- _CHALLENGE 1_:
Answer these questions using the court opinion below.
(a) According to the court opinion, which court distinguished Dumais in Pierce v. Kellogg, Brown Root, Inc.?
(b) In Iberia Credit Bureau, Inc. v. Cingular Wireless LLC, what did the cellular users allege against the providers?
(c) In the parenthetical for 24 Hour Fitness, Inc. v. Superior Court of Sonoma, Co., what does the duty of written notice imply?
- _CHALLENGE 2_:
Output a passage copied word for word from the court opinion below, starting at the words "Defendant responds that" and stopping after the words "Mem. p. 3).".

Defendant responds that Dumais is based on the premise that the employer there had "unfettered" discretion, while the present Agreement limits the discretion to be exercised by Wells Fargo. Specifically, Defendant points out that while Wells Fargo can modify the Agreement, its "language contains provisions regarding notice by the Bank to the Depositor, of any changes and the customer's acceptance of the changes by continued use of the Account and severability clause." (Def.'s Reply Mem. p. 3).

Required notice of any changes and the option to terminate the agreement are indeed significant facts when analyzing whether a contract is illusory. The Oklahoma District Court distinguished Dumais on just this basis in Pierce v. Kellogg, Brown Root, Inc., 245 F. Supp. 2d 1212, 1215 (E.D. Okla. 2003). Other courts have likewise rejected the illusory defense when the party with the option to modify was required to provide notice of modifications and the other party then had the power to terminate the agreement. The Court of Appeals for the Fifth Circuit also made this point in distinguishing Dumais in Iberia Credit Bureau, Inc. v. Cingular Wireless LLC, 379 F.3d 159 (5th Cir. 2004), in which cellular users brought a class action against providers alleging deceptive billing practices and breach of contract. The cellular providers argued the breach of contract claims were subject to arbitration. The district court denied the defendants' motion to compel arbitration. The Circuit Court agreed the language in one contract allowing the provider, but not the consumer, the choice of litigation was unconscionable. However, the Court of Appeals reversed holding that even though the contracts allowed the providers to change the terms of the agreement, this did not make such contracts illusory. Speaking for the Court, Chief Judge King distinguished Dumais on the critical fact of required notice:

Morrison v. Circuit City Stores, Inc., 317 F.3d 646, 667-668 (6th Cir. 2003); Blair v. Scott Specialty Glass, 283 F.3d 595, 604 (3d Cir. 2002); Batory v. Sears Roebuck Co., 124 Fed. Appx. 530, 533-534 (9th Cir. 2005); Asmus v. Pacific Bell, 999 P.2d 71, 82 (Cal. 2000); see also 24 Hour Fitness, Inc. v. Superior Court of Sonoma, Co., 1998 WL 663348 (Cal.App. 1998) (duty of written notice implies duty to exercise that right fairly and in good faith); cf. § 55-1-203 NMSA 1978 (2005 Cum. Supp.) (duty to act in good faith).

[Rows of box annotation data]

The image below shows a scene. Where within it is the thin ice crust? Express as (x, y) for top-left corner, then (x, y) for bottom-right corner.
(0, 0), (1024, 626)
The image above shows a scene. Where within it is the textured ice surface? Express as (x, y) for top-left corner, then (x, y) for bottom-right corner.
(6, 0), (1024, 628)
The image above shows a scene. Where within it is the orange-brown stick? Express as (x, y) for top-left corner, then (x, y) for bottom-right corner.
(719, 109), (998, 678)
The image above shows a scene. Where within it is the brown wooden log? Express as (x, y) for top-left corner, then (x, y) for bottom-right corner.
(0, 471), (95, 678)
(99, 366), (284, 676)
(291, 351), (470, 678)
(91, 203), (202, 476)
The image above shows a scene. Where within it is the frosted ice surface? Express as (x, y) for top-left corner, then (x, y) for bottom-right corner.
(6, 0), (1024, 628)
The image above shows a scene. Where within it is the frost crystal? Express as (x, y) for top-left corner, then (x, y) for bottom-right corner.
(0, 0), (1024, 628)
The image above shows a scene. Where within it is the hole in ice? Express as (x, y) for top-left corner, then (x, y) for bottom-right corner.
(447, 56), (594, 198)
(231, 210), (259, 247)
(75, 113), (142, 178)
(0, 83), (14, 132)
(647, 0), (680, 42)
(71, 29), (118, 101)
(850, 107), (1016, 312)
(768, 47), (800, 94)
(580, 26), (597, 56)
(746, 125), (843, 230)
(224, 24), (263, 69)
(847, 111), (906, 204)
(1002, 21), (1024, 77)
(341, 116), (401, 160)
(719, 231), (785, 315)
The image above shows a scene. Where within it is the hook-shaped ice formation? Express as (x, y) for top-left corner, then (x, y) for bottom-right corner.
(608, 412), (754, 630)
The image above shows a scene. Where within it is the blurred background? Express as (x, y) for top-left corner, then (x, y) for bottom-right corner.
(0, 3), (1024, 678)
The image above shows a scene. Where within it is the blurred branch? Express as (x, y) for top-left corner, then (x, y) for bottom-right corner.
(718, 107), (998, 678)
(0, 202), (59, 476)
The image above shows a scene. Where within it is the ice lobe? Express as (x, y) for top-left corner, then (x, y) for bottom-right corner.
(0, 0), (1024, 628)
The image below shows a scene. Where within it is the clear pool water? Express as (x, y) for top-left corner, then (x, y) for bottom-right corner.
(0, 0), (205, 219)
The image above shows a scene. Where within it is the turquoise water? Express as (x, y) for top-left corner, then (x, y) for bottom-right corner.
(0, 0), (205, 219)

- _RESPONSE 1_:
(a) The Oklahoma District Court.
(b) Deceptive billing practices and breach of contract.
(c) A duty to exercise that right fairly and in good faith.

- _RESPONSE 2_:
Defendant responds that Dumais is based on the premise that the employer there had "unfettered" discretion, while the present Agreement limits the discretion to be exercised by Wells Fargo. Specifically, Defendant points out that while Wells Fargo can modify the Agreement, its "language contains provisions regarding notice by the Bank to the Depositor, of any changes and the customer's acceptance of the changes by continued use of the Account and severability clause." (Def.'s Reply Mem. p. 3).